What to do: List every line in the material below that contains the word "plaid", copying each line in full. Treat case as significant, so a line counts only if the word appears with matching capitalization.

## begin Exercise data

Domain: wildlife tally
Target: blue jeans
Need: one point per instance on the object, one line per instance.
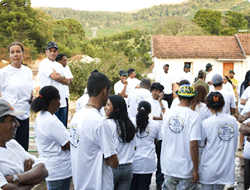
(122, 176)
(140, 182)
(62, 184)
(61, 114)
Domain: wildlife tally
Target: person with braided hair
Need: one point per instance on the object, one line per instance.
(52, 139)
(221, 137)
(144, 164)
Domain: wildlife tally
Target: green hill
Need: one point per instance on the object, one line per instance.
(114, 22)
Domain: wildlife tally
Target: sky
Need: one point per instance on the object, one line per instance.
(102, 5)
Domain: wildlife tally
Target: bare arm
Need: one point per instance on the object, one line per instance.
(112, 161)
(32, 177)
(194, 152)
(10, 186)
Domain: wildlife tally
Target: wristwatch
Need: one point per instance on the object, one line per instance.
(16, 180)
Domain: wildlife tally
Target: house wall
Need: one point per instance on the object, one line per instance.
(176, 66)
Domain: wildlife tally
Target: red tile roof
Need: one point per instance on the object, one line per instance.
(219, 47)
(245, 42)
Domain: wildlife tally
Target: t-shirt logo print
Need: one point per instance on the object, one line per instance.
(176, 124)
(226, 132)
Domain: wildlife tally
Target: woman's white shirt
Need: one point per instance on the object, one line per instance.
(144, 160)
(51, 135)
(16, 86)
(217, 160)
(125, 151)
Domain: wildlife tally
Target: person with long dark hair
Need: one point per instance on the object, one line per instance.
(16, 87)
(52, 139)
(123, 132)
(221, 136)
(144, 163)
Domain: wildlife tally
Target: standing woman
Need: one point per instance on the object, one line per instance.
(62, 59)
(52, 139)
(221, 134)
(123, 132)
(144, 164)
(16, 87)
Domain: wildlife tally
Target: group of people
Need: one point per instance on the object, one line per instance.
(114, 140)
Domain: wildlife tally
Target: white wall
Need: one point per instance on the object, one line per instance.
(176, 66)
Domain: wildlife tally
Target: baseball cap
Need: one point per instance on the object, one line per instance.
(123, 73)
(51, 44)
(7, 109)
(186, 91)
(217, 79)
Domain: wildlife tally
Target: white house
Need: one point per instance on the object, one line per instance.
(223, 52)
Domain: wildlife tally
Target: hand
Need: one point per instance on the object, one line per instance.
(195, 177)
(28, 164)
(160, 96)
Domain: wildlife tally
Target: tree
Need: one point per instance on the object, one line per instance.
(176, 25)
(209, 20)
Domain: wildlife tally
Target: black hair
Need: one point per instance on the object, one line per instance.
(46, 95)
(183, 82)
(130, 71)
(215, 101)
(145, 83)
(245, 84)
(60, 56)
(96, 83)
(216, 85)
(228, 79)
(2, 119)
(125, 128)
(144, 108)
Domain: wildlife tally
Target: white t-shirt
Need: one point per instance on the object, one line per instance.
(134, 98)
(217, 160)
(45, 69)
(119, 86)
(16, 86)
(68, 75)
(246, 152)
(229, 101)
(50, 136)
(187, 76)
(156, 111)
(144, 160)
(125, 151)
(93, 145)
(166, 80)
(179, 127)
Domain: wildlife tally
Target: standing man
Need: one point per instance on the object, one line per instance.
(186, 75)
(181, 132)
(92, 148)
(137, 95)
(234, 81)
(121, 87)
(230, 105)
(201, 80)
(52, 73)
(169, 85)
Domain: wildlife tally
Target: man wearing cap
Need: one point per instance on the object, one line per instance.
(121, 87)
(186, 75)
(158, 109)
(169, 85)
(234, 81)
(179, 154)
(52, 73)
(17, 168)
(209, 76)
(230, 105)
(201, 80)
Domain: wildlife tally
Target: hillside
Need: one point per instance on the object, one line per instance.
(114, 22)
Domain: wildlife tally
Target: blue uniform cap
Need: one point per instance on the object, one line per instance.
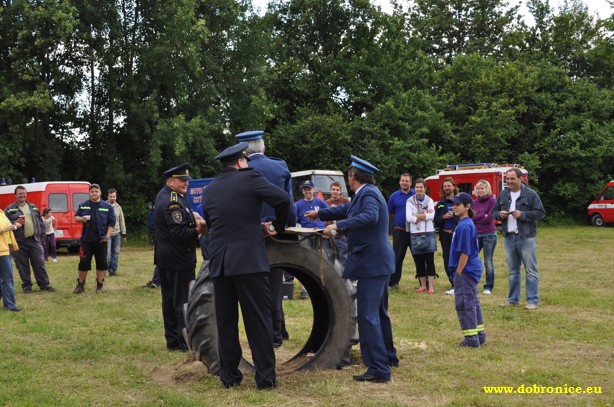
(307, 184)
(363, 165)
(462, 198)
(250, 135)
(233, 152)
(181, 171)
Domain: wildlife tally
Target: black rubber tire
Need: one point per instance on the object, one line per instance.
(333, 300)
(597, 220)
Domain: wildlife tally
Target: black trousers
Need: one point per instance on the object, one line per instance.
(401, 241)
(175, 287)
(252, 292)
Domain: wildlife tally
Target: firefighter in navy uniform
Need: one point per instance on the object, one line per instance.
(239, 264)
(177, 231)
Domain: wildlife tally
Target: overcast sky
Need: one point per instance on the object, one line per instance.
(600, 7)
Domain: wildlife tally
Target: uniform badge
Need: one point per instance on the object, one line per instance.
(177, 216)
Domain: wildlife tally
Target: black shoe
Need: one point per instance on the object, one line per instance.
(267, 385)
(370, 378)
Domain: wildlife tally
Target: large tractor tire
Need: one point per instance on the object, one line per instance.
(318, 269)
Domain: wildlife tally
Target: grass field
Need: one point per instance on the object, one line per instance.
(109, 349)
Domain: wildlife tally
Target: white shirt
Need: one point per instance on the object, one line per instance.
(512, 223)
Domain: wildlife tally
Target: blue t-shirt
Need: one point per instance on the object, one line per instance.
(465, 240)
(397, 205)
(303, 206)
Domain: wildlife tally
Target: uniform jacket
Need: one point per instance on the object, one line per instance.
(176, 235)
(232, 207)
(276, 171)
(530, 206)
(105, 216)
(365, 221)
(13, 212)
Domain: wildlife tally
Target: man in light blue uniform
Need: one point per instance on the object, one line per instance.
(276, 171)
(371, 261)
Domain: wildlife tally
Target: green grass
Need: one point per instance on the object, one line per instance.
(109, 349)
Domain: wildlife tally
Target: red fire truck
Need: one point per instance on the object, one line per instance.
(467, 175)
(63, 197)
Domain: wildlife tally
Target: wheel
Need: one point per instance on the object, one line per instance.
(333, 300)
(597, 220)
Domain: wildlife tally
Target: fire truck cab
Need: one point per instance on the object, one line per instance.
(63, 197)
(601, 210)
(467, 175)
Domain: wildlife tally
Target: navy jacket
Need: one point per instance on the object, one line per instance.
(176, 234)
(276, 171)
(233, 207)
(528, 203)
(365, 221)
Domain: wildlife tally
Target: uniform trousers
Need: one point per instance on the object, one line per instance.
(251, 291)
(374, 327)
(31, 252)
(175, 286)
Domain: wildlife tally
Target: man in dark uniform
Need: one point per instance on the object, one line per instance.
(276, 171)
(239, 265)
(177, 231)
(371, 261)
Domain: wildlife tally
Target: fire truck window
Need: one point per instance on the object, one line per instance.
(58, 202)
(467, 187)
(77, 199)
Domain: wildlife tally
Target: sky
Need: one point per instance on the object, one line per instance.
(600, 7)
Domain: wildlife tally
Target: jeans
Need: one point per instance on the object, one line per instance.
(488, 243)
(519, 249)
(7, 290)
(113, 248)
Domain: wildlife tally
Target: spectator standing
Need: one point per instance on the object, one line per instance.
(98, 219)
(309, 203)
(118, 234)
(467, 268)
(50, 225)
(401, 238)
(371, 262)
(519, 208)
(335, 200)
(176, 234)
(446, 221)
(420, 210)
(484, 222)
(8, 244)
(30, 237)
(239, 265)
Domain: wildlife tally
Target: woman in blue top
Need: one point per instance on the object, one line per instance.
(466, 267)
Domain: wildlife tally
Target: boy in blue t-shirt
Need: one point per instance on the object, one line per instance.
(466, 267)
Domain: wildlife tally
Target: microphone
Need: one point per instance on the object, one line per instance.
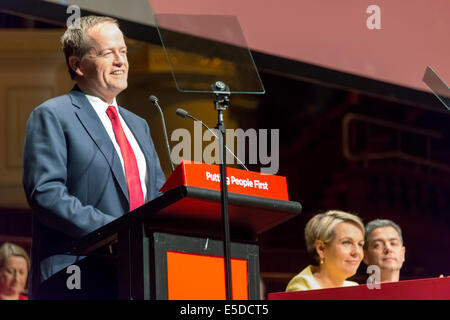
(184, 114)
(154, 100)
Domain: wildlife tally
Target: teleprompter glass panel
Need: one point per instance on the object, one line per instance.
(204, 49)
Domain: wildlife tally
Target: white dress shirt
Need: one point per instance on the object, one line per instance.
(100, 107)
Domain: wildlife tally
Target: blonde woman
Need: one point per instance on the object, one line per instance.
(14, 267)
(336, 240)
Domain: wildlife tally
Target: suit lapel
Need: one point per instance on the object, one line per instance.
(89, 118)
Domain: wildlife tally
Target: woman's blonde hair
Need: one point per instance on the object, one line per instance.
(10, 249)
(322, 225)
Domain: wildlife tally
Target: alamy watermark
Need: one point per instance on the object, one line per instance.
(262, 147)
(373, 281)
(74, 280)
(374, 20)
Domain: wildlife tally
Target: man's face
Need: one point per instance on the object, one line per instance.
(103, 70)
(385, 249)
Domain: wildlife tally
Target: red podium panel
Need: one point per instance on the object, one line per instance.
(423, 289)
(206, 176)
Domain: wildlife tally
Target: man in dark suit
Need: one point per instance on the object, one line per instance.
(86, 162)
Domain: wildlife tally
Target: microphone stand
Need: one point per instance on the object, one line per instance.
(222, 98)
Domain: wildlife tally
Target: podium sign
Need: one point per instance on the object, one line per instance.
(207, 176)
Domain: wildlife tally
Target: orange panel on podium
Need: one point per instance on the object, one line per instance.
(202, 277)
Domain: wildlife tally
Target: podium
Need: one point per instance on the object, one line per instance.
(171, 248)
(422, 289)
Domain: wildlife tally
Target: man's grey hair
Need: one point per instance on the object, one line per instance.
(75, 41)
(380, 223)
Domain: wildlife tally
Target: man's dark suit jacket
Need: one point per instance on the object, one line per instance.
(73, 178)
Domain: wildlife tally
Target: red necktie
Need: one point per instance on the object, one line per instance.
(135, 193)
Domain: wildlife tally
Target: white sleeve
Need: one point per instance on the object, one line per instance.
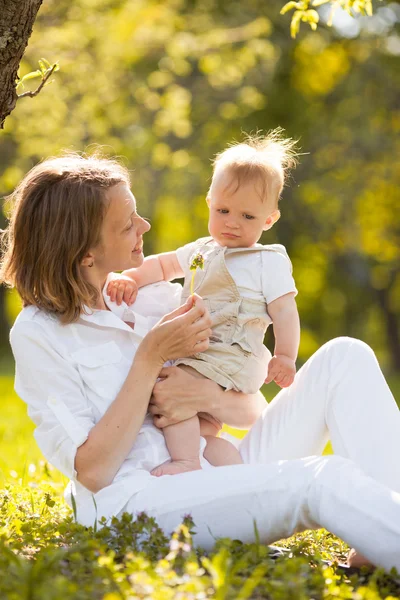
(184, 254)
(276, 277)
(53, 391)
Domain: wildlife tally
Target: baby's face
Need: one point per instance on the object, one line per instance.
(237, 217)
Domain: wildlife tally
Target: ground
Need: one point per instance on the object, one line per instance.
(45, 555)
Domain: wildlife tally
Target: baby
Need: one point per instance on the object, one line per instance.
(245, 285)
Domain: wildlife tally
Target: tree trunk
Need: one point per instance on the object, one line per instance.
(16, 21)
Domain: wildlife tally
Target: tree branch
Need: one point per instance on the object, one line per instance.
(42, 84)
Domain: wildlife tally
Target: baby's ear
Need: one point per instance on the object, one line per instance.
(272, 219)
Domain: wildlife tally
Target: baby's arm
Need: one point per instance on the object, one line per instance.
(286, 323)
(159, 267)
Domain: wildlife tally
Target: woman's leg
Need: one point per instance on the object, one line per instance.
(281, 499)
(341, 394)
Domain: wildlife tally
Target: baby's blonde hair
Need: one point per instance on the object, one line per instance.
(263, 159)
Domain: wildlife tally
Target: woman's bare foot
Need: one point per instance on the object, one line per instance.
(357, 560)
(174, 467)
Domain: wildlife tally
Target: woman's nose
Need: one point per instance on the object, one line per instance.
(145, 225)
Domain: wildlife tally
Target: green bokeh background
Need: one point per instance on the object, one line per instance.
(165, 85)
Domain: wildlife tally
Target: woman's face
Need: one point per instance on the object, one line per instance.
(121, 245)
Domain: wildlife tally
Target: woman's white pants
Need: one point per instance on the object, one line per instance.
(339, 394)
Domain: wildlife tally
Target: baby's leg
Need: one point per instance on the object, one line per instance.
(183, 443)
(220, 452)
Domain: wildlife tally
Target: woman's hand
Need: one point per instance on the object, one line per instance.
(177, 396)
(183, 332)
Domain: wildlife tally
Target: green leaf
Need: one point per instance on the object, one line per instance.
(294, 5)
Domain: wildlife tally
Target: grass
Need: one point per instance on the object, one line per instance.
(45, 555)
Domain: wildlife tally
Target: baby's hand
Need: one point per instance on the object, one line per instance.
(122, 290)
(282, 370)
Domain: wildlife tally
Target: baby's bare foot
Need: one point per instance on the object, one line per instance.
(174, 467)
(357, 560)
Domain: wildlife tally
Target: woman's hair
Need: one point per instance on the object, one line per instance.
(56, 218)
(260, 159)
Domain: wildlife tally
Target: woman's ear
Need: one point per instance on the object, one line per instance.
(88, 260)
(272, 219)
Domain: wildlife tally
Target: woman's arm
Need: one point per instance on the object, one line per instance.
(158, 267)
(180, 333)
(180, 396)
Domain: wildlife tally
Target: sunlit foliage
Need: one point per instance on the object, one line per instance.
(166, 85)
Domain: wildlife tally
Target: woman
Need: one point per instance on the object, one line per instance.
(88, 373)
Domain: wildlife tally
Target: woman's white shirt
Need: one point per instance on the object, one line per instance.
(68, 375)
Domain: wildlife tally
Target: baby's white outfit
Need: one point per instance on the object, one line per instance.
(236, 285)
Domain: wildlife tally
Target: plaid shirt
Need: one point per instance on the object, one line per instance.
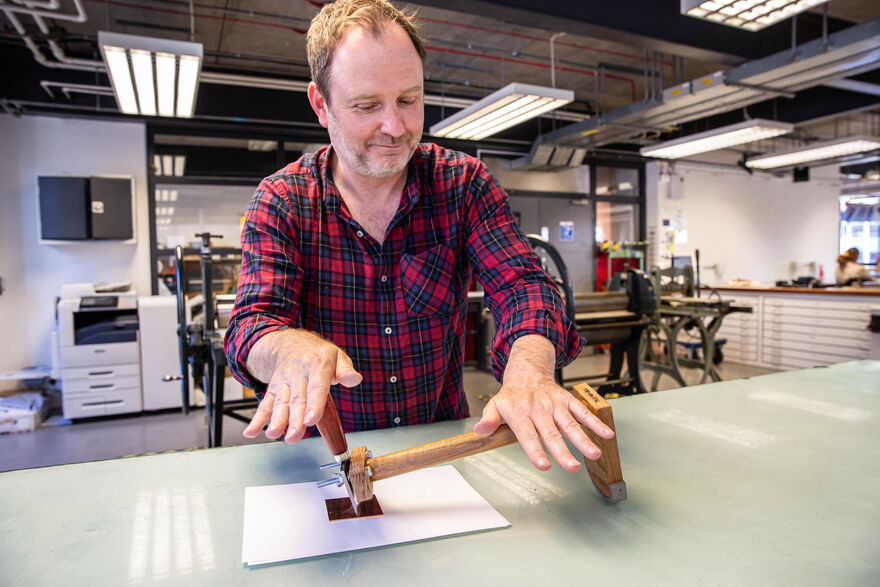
(397, 308)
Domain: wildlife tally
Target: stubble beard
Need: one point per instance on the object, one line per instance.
(359, 160)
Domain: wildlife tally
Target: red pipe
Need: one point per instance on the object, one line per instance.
(454, 51)
(200, 15)
(531, 38)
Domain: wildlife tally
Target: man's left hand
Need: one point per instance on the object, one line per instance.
(538, 410)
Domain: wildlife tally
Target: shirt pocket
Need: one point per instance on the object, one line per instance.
(427, 279)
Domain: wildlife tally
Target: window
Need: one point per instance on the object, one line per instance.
(617, 181)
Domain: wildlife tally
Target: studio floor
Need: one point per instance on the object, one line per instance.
(110, 438)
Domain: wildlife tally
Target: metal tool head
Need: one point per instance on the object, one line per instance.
(354, 475)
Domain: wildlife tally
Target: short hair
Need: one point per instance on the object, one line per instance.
(336, 18)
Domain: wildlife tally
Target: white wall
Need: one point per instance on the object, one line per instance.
(568, 179)
(753, 226)
(33, 273)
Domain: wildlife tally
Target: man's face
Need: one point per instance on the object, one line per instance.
(376, 111)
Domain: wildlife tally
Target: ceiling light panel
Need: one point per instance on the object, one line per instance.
(826, 150)
(168, 165)
(750, 15)
(163, 72)
(719, 138)
(509, 106)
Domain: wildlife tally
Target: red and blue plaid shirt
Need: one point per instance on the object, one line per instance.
(397, 308)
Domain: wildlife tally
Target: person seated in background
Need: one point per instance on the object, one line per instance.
(849, 270)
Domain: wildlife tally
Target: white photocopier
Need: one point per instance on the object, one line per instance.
(98, 349)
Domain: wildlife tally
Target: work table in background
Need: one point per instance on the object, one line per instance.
(770, 481)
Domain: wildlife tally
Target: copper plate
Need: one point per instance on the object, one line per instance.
(340, 508)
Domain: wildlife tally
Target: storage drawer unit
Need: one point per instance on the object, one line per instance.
(791, 330)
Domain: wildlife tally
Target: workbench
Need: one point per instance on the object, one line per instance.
(766, 481)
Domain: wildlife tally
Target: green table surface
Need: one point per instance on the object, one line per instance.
(746, 482)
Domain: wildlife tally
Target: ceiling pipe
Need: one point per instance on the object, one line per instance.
(59, 54)
(67, 89)
(80, 15)
(33, 4)
(65, 62)
(37, 53)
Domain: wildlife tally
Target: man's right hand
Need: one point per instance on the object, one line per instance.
(299, 368)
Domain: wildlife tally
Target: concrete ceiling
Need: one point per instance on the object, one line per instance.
(474, 47)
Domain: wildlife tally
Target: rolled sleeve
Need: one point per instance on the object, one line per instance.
(551, 324)
(520, 295)
(270, 279)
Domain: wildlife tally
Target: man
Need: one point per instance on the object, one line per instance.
(356, 261)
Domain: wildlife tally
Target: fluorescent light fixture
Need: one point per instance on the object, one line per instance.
(261, 145)
(160, 68)
(165, 78)
(512, 104)
(720, 138)
(169, 164)
(751, 15)
(166, 196)
(816, 152)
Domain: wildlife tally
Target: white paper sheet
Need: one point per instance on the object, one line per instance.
(288, 522)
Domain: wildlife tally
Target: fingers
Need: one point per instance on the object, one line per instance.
(490, 421)
(572, 430)
(264, 411)
(588, 419)
(543, 416)
(295, 427)
(530, 441)
(280, 390)
(321, 374)
(345, 372)
(545, 413)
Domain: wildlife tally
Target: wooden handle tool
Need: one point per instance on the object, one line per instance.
(605, 472)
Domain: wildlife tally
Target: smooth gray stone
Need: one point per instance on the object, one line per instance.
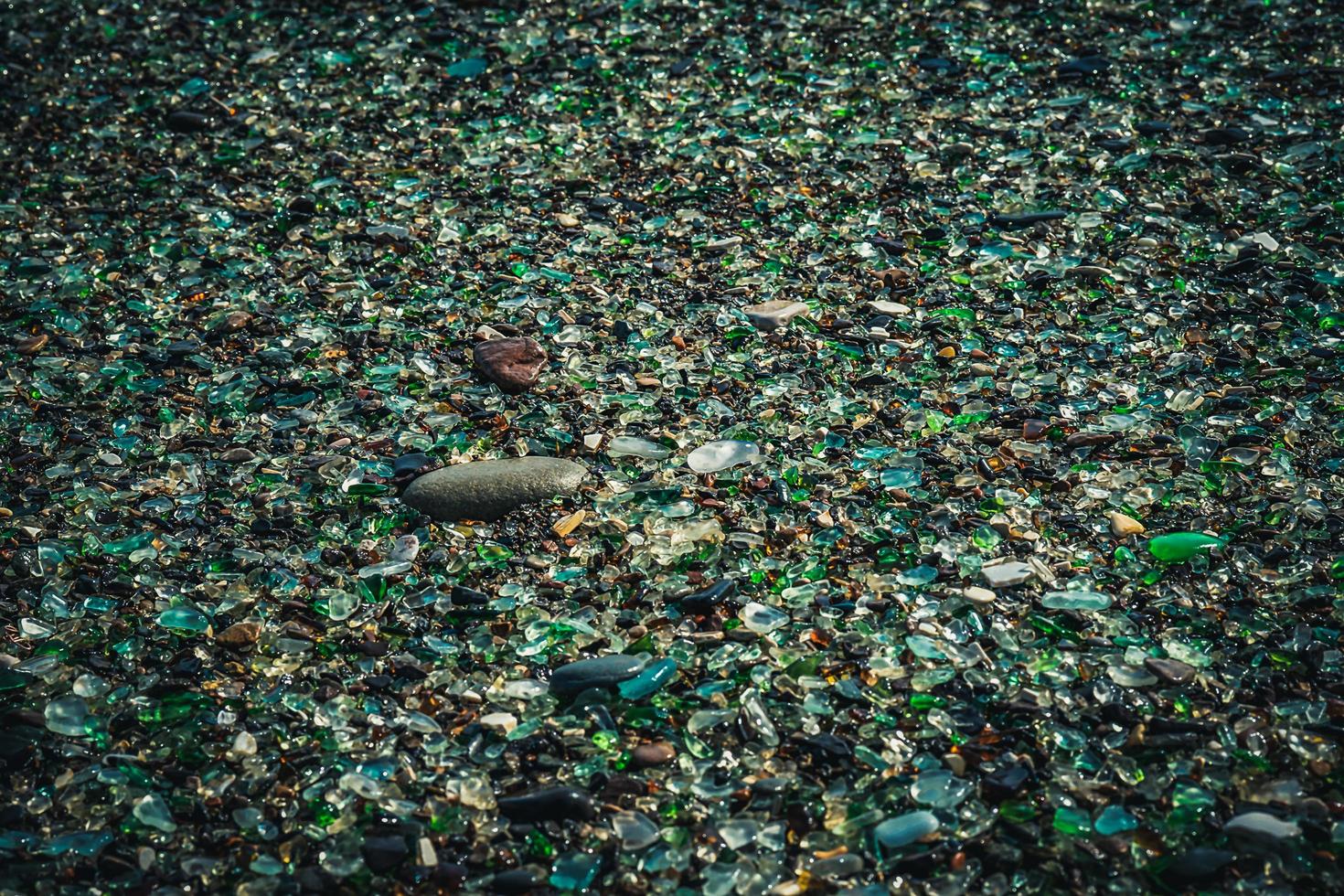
(489, 489)
(598, 672)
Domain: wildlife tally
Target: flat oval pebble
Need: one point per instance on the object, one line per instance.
(549, 804)
(722, 454)
(595, 672)
(906, 829)
(489, 489)
(634, 446)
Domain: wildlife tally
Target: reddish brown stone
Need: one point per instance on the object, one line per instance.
(240, 635)
(514, 364)
(655, 753)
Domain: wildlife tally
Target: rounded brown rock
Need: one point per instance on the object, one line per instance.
(514, 364)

## end Exercise data

Exercise response:
Target: plaid shirt
Target: red and blue plaid shirt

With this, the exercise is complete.